[Bounding box annotation entries]
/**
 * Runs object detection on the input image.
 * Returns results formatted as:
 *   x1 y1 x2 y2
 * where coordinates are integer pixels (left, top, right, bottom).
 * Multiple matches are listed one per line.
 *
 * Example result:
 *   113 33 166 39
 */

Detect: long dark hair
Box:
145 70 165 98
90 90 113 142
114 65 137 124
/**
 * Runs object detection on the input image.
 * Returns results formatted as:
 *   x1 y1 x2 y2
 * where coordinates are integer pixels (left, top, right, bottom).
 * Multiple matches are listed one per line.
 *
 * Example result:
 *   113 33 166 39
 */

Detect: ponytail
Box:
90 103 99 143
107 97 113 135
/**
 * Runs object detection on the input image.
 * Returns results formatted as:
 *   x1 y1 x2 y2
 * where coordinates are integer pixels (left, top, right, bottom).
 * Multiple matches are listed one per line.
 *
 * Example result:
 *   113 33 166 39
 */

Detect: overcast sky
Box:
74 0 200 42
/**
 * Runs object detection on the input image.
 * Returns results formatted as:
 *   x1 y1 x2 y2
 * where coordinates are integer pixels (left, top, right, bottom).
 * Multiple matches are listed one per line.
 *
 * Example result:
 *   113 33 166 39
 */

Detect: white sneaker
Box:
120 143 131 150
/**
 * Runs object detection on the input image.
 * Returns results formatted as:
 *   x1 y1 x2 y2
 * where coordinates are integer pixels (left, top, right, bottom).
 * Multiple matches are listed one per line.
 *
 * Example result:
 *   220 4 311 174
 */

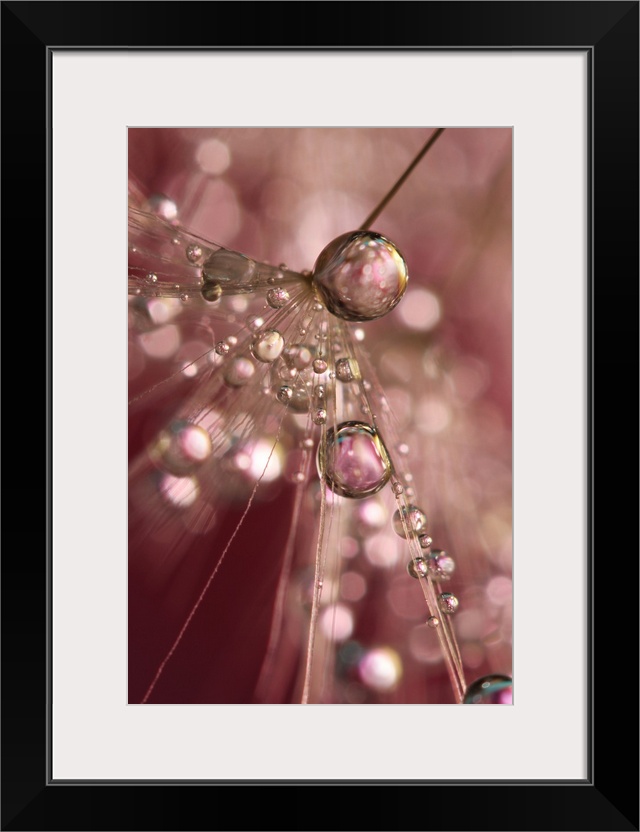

Given problem | Write out the entries again with "object detection" changed to "item detection" everywhere and nothing else changed. Leave the pictures out.

Response to this exercise |
/**
 * Runs item detection on the input image.
 * Returns results formatted as:
 *   x1 y1 x2 y2
 * where coordinates are integer pixels (left, top, right, bottom).
 * Multiple matches are listed one per line.
 *
 * Example result:
 *   113 33 166 39
 */

Detect: long dark hair
Box:
145 70 165 98
90 90 113 142
114 65 137 124
/**
 * Runs item detection on the input image.
 * Returns results formatted as:
 *   x1 y1 x2 y2
 * where coordinates are integer pixels (left, top, right, bottom).
 * Multiple matches are listed one per line.
 *
 * Example result:
 *   113 33 166 39
 */

Detect: ponytail
Box:
90 103 99 143
107 97 113 135
/**
 * Runs item detection on the input image.
 * Returns results formatted as:
 *   x1 y1 x2 y2
 * where coordinates are integer pixels (left, top, right, bottom).
 * Multiple matches are listed one per line.
 *
 * Example result:
 *   113 33 166 39
 */

Detect: overcast sky
Box:
74 0 200 42
/**
 * Runs item detection on the input image.
 * Returns results formatted as:
 *   x1 y1 x2 y2
 * where coordinates are integer pixels (left, top, right, bottom).
 * Multiple matches are listed one per line.
 *
 * Example result:
 *   113 33 166 39
 */

Detect: white sneaker
Box:
120 143 131 150
/**
 * Runs item detection on the input image.
 * Returns results formatted as:
 *   x1 y1 x2 y2
 * where coordinates are integer pixels (left, top, right, bottom).
 * Multiple matches are listed one per line.
 *
 * Example result:
 *   220 4 311 174
 */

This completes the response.